#### [SELECTED TEXT]
We Need to Be Reading the Bible Everyday
- Brian Gall

- Sep 25, 2024
- 4 min read
Updated: Jan 21

In late January of 2024, my wife had a miscarriage after the birth of our first son. It was a very challenging time, more so than I had ever imagined it would be. There is the initial excitement of finding out that you are pregnant and all of the wonders and dreams accompanying it. When is the due date? Are we having a boy or a girl? What should we name this child? I wonder what this child will look like. What will be his or her personality? How do we need to start preparing the house and getting everything ready? How will Joseph (our firstborn son) react to having a sibling? When do we start telling people we are pregnant? There is the rush of excitement and nerves and everything that comes with it.
And then all of a sudden, out of nowhere, something is wrong and you realize you may be having a miscarriage. You worry and you pray. You ask others to pray. And you sit and wait. Eventually to find out that you are indeed having a miscarriage, and you will never get to see your baby this side of heaven. All of the dreams and wonderings you have been having suddenly come crashing down. You start to ask yourself so many questions. What did we do wrong? Did we do anything wrong? You analyze all of your past actions. What if this happened because we did this? What if this happened because I did this? Is there something wrong with one of us that caused this? Then the worst question of all comes: What if we are never able to have a baby again? We were so thankful to have had Joseph and he would have been worth everything, but we also had dreams of a big family and a house full of many children.

#### [RAW DATA]
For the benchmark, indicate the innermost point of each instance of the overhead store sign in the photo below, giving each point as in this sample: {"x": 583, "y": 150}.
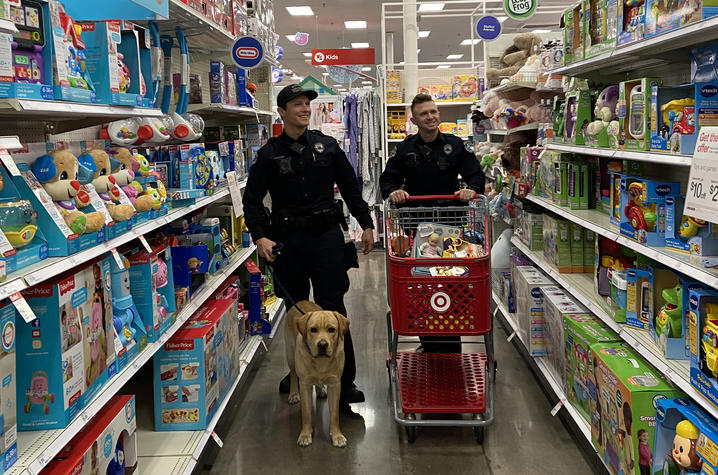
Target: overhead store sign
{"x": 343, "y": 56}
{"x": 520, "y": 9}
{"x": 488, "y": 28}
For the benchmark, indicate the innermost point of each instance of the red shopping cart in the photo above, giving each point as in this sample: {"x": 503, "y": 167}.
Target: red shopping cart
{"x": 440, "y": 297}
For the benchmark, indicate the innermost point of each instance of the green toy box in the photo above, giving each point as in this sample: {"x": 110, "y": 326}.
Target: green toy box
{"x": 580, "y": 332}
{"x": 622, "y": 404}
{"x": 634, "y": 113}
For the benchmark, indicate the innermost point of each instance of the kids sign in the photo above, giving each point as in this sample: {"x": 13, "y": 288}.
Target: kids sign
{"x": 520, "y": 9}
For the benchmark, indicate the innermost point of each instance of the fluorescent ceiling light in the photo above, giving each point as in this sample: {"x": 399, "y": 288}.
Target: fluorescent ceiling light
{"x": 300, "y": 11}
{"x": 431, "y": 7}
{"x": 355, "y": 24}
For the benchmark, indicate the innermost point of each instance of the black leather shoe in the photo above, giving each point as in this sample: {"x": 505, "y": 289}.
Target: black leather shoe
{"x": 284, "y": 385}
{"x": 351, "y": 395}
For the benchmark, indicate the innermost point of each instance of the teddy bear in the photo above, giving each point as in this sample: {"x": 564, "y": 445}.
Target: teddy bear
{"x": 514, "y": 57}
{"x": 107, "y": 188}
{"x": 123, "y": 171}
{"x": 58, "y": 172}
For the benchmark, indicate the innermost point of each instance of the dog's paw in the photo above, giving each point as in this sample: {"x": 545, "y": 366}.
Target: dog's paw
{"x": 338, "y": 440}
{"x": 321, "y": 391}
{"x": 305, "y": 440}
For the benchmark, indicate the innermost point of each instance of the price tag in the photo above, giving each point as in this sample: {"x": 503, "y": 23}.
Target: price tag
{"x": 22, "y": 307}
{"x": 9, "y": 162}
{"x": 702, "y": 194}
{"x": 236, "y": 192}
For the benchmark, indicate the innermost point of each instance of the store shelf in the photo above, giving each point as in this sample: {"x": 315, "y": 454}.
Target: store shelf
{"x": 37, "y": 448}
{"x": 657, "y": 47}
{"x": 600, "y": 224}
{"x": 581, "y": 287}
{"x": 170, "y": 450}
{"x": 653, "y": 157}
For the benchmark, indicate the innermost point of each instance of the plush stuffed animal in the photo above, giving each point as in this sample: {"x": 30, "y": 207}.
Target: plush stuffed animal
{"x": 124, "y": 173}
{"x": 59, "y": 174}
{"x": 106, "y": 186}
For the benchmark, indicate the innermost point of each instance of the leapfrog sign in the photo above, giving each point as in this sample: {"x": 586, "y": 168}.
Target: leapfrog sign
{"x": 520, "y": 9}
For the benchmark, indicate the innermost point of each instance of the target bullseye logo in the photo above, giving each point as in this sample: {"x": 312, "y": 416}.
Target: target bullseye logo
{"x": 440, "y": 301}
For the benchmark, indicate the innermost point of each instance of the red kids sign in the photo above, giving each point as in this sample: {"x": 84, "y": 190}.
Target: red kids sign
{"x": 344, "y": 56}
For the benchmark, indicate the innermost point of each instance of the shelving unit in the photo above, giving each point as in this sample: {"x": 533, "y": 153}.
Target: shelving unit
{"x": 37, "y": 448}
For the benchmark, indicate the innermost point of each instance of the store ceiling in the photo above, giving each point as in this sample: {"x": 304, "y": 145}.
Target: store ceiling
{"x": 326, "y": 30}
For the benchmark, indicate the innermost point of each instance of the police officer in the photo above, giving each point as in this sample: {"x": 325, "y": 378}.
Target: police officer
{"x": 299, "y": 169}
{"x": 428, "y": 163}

#### [REQUIRED WORK]
(a) From the paragraph of the blog post on Bible reading that begins "In late January of 2024," list every sentence that ends in a question mark.
(b) Please write the next part of the blog post on Bible reading, picking up after its last sentence.

#### [RESPONSES PER TASK]
(a)
- When is the due date?
- Are we having a boy or a girl?
- What should we name this child?
- What will be his or her personality?
- How do we need to start preparing the house and getting everything ready?
- How will Joseph (our firstborn son) react to having a sibling?
- When do we start telling people we are pregnant?

(b)
I have spent a considerable amount of time reading, studying, and praying with Scripture and I was thankful for that in those moments following the miscarriage. Praying was hard and I didn’t have the words to say. But one passage immediately came to my mind following the miscarriage: “The Lord gave and the Lord has taken away; blessed be the name of the Lord!” (Job 1:21). I didn’t know what you think or say but I knew that line and I kept saying it over and over again. I prayed it, I consoled my wife with it, and I reminded myself of it time and again. The Lord giveth and the Lord taketh, blessed be the name of the Lord. These words calmed me and gave me great consolation during the months after my wife’s miscarriage. It reminded me of the story of Job and God’s great providence in our lives.
Having a strong and firm Biblical foundation is essential for the life of the disciple. One can have a powerful encounter with Jesus Christ and therefore become a disciple without much knowledge of Scripture, but one cannot stay a disciple without such a foundation. It is simply not possible to put on the mind of Jesus and see the world the way that he does without being firmly entrenched in Scripture. A Biblical foundation does many things for our lives as disciples and ideally, it should give us the words and thoughts that start to come naturally to us. St. Paul tells us to “be filled with the Spirit, addressing one another [in] psalms and hymns and spiritual songs” (Eph. 5:19). This may strike some people as overly flowery language or as idealistic religious jargon, however, I think St. Paul is conveying a deeper truth here. The person who submerses themselves in Scripture regularly will start to naturally use Biblical language as their own.
I am reminded of Psalm 42:
As the deer longs for streams of water,
so my soul longs for you, O God.
My soul thirsts for God, the living God.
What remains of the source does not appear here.